Extracted entries>

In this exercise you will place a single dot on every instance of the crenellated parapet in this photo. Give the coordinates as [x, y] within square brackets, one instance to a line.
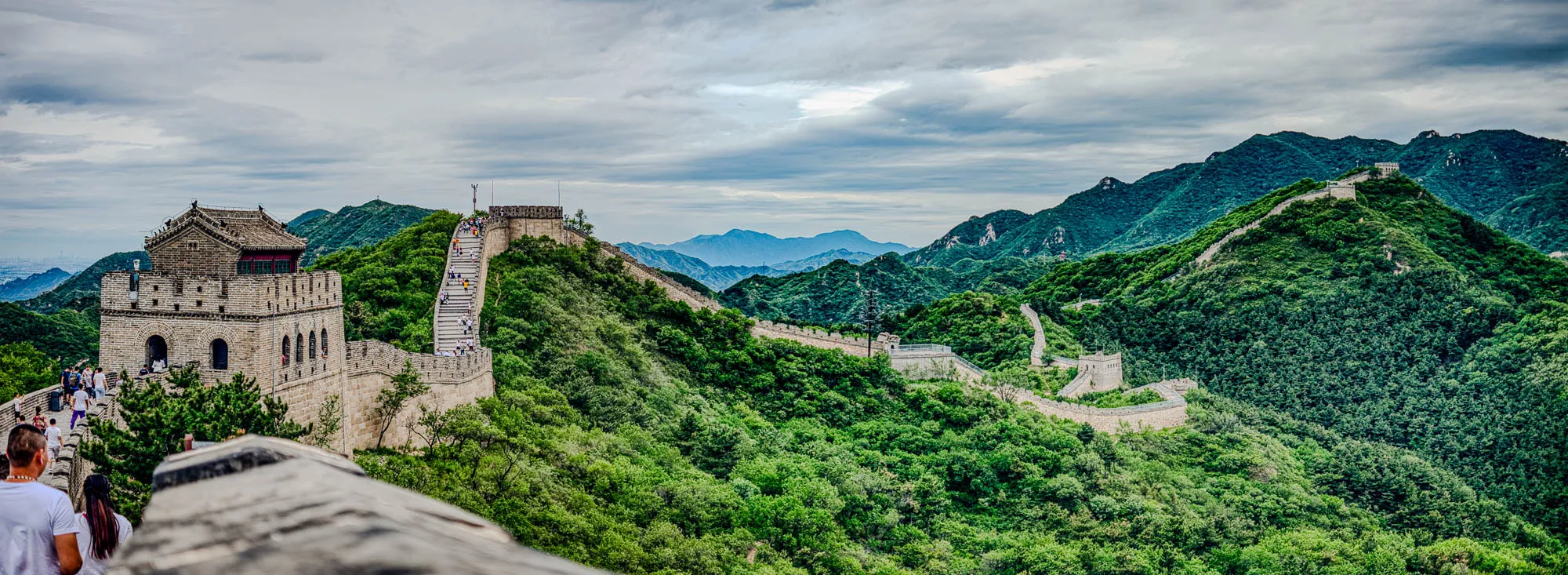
[854, 344]
[379, 357]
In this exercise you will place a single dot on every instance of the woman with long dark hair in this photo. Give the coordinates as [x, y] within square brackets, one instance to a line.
[103, 530]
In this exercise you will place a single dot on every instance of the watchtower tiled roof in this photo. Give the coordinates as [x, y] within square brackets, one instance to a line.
[241, 228]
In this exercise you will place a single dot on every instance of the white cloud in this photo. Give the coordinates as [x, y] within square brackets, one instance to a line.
[899, 118]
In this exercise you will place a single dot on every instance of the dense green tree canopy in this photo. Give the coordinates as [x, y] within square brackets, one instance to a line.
[1390, 318]
[636, 434]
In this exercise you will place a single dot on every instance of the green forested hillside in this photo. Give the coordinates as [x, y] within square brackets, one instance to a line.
[636, 434]
[31, 286]
[394, 283]
[837, 293]
[354, 227]
[1390, 318]
[1503, 177]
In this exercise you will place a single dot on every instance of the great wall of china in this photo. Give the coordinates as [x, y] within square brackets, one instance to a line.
[267, 504]
[1340, 189]
[310, 308]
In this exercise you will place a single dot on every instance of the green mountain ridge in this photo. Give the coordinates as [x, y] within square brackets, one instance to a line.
[746, 247]
[354, 227]
[641, 435]
[722, 277]
[1392, 318]
[1481, 173]
[32, 285]
[1506, 178]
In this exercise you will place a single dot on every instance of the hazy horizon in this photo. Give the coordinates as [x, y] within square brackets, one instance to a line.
[673, 120]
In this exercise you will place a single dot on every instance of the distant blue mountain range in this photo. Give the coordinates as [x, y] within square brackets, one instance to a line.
[746, 247]
[720, 277]
[32, 285]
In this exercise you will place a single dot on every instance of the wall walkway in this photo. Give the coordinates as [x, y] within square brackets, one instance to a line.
[1343, 189]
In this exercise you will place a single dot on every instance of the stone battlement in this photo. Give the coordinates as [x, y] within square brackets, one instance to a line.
[528, 213]
[379, 357]
[852, 344]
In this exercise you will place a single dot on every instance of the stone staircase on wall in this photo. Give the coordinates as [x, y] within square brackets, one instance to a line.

Task prompt>
In the records above, find the line containing "of the hazy"; please retype it and every line after it through the last line, exactly and with nothing else.

Output of the exercise>
In this exercise you will place a single dot on every instance of the hazy horizon in this photo. Give the coordinates as [x, y] within square brackets, one instance to a line.
[673, 120]
In this exercise you will place a single dot on every instance of the distant blue mountain range in this photo. Give the coordinates as [x, y] within square brackets, one instance to a line.
[746, 247]
[720, 277]
[32, 285]
In this exercise you will place a single dot on every instance of the wall walkway in this photo. Give the coordinates as [x, y] within square brackets, one instance to a line.
[1343, 189]
In this exercise you will place a single dot on every instance of the stone battlement in this photo. Give the coordinates as [x, y] within square brackets, one instance to a line.
[528, 213]
[379, 357]
[852, 344]
In this exercise you will place a single dot on every instance of the stone staircase on wall in this photo. Give the coordinates as [x, y] within square brackets, one instance to a line.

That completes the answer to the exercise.